▶ _Exercise brief_
An exact reprint of every record below is required, with the pictures left out.

Point localization data
════════════════
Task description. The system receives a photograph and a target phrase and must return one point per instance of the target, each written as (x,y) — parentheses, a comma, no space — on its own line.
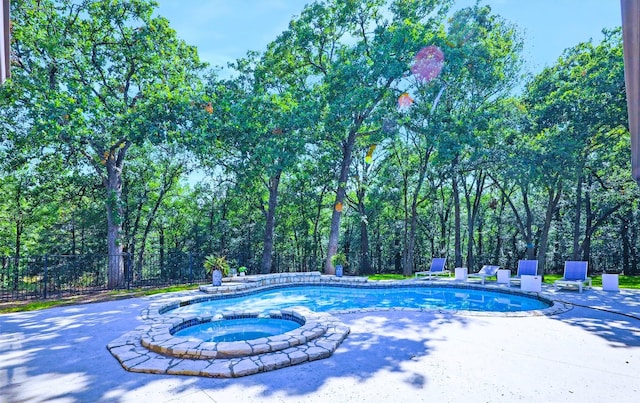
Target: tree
(101,76)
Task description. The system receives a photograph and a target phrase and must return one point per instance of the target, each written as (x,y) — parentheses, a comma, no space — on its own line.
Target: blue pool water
(238,329)
(327,298)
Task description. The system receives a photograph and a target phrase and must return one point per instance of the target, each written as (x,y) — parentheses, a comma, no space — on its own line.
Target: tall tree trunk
(456,220)
(267,253)
(114,225)
(554,195)
(577,220)
(588,227)
(334,232)
(112,182)
(365,260)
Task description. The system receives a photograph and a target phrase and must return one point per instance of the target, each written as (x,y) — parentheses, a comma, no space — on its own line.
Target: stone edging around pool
(151,348)
(317,339)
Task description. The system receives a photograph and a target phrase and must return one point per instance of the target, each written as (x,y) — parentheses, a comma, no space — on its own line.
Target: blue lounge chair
(486,271)
(436,269)
(575,275)
(525,268)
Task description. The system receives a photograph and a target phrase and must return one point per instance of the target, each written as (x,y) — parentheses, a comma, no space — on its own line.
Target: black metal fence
(58,276)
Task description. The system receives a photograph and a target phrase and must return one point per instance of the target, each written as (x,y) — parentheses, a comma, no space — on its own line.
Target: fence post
(45,279)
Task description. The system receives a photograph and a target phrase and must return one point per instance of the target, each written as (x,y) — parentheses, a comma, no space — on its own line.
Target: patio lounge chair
(436,269)
(575,275)
(525,268)
(486,271)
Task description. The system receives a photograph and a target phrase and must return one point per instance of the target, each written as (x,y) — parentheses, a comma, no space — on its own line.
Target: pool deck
(590,352)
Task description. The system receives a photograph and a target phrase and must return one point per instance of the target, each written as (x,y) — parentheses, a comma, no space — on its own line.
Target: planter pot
(216,278)
(610,282)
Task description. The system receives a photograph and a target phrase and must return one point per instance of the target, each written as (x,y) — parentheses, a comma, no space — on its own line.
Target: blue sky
(224,30)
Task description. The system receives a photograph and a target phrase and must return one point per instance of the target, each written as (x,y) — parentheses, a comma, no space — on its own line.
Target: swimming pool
(315,300)
(324,298)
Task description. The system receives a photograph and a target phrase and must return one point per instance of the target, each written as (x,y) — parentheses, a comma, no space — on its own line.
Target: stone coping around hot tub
(161,339)
(135,357)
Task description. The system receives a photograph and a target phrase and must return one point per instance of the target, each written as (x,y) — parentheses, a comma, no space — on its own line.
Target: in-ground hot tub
(238,329)
(305,325)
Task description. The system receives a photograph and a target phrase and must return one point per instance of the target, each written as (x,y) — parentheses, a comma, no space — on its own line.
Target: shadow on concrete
(60,353)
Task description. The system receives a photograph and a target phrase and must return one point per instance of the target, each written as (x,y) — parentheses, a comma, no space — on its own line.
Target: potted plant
(217,267)
(339,261)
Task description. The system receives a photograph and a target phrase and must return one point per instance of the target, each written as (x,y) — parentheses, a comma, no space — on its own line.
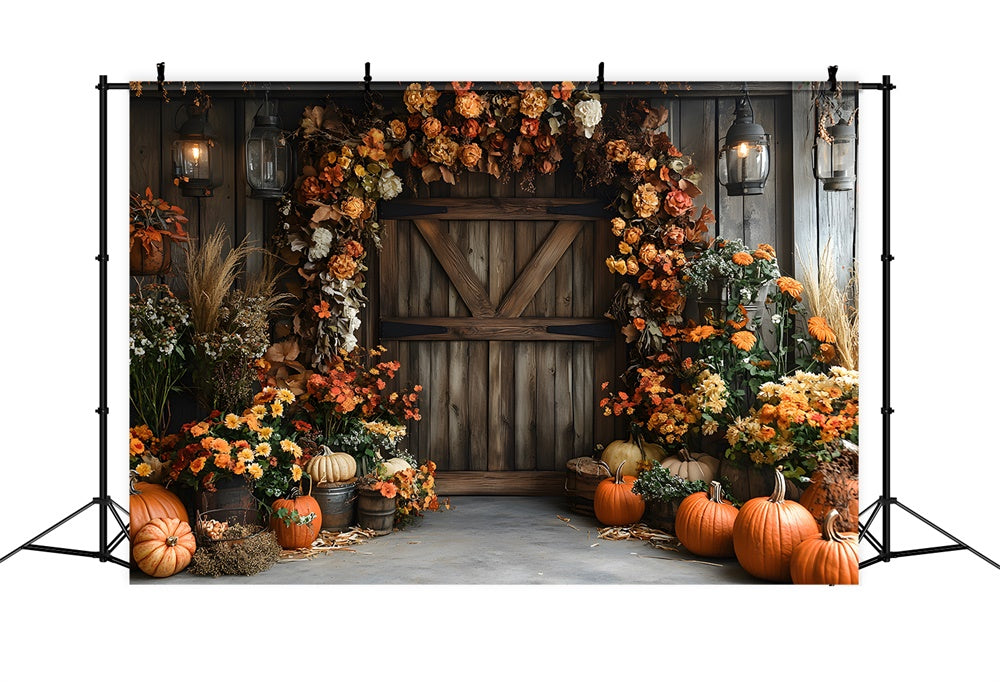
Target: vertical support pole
(886,261)
(102,259)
════════════════
▶ _Written solution_
Task description. The system receives a photograph and a target phrase and must return one point per instance of the target, each written as (x,y) — parentheses, a comma, no space — on its own line.
Target: tree
(101,76)
Task description. The system receives a photograph and a target phrase and must return one point per instance of the target, each written as (x,y) — parentheses, a comma, no space — on its own line.
Target: blue pool water
(238,329)
(327,298)
Task description. The system receives a photograph and a target phrase and must return one point per instance of the target, each written as (x,y) — parentheses, a comma, no space — on its own line.
Target: tall tree trunk
(456,220)
(267,253)
(114,225)
(554,195)
(577,220)
(588,227)
(334,232)
(112,182)
(365,260)
Task description. The system receives a photograph and a target phrase and must return one point per instance of the target, each written as (x,y) — parentheses, a comma, no space — on its own line.
Target: stone edging around pool
(151,348)
(317,339)
Task description. The system receives a photograph and a target phrase and must return one point per instance of the target, each written as (x,y) — parentheses, a comma, no space — on its own line.
Target: blue lounge chair
(486,271)
(436,269)
(575,275)
(525,268)
Task description. The system receives a photograph and a target phrase and must return one point per instance of the target, each written as (x,y) — parentheses, a comma, no space — on its own line.
Target: black metal fence
(58,276)
Task description. The system receives a photograph and a target phrase and must return one point per instance of the target, each written as (x,y) — parentheses, a comma, no space — on its own line.
Target: fence post
(45,279)
Task description. The system receives a photograph and a target phrase and must return one point per instance of the target, each written as (x,y) — parentheses, a comma, no space — on its own line.
Target: patio lounge chair
(436,269)
(575,275)
(525,268)
(486,271)
Task description. The system receives a photograph and a target phrase and must return one point per instance of the target, each written as (x,y) — parentheses, a comma, no space — on its own line.
Target: pool deck
(590,352)
Task description. The system receives a photograph and a target phrase and must return one point per instance of the target, each written as (x,y) — parentheses, a comma, no space — on its own line.
Target: planter pot
(216,278)
(610,282)
Task description. The system receives a photograph and a target phrase and must return one point per instance of the target, each written as (x,y) — parentheses, a comma, no space — on its own line.
Target: blue sky
(224,30)
Task description. The system receives a photograph and a target phrase and must return one point per instance of the target, each written as (x,y) — parentheses, a comma, no space — on its own line.
Target: swimming pool
(315,300)
(324,298)
Task description. The system receives a photograph and a target phrase and must return one point per instance of the target, each written as (x,y) — parentheses, a comma, no space — on its own line.
Target: stone coping around hot tub
(161,339)
(135,357)
Task description. The system receives a photograph and a target phrase and must return one point per instance of the target, each written as (x,y) — parentheses, a comma, no space — on its own line.
Target: in-ground hot tub
(238,329)
(305,325)
Task description. The system receives a photograph and a target phrase and must return one point per instance of the target, each written as (x,y) — parentheses, a comma, no space — on its own line.
Target: shadow on concrete
(60,353)
Task description. The system receives a photograph and a target phrase and must return one point per instance of the target, each written as (x,y) — parentheses, a comma, no space — on its own line.
Target: potted plant
(217,267)
(339,261)
Task description. The system receives a photograph and a target phrase and must return one point per instance of the target, each written as (x,y) — parentheses, a comma, no space — on its own line.
Target: vertical support pole
(886,261)
(102,259)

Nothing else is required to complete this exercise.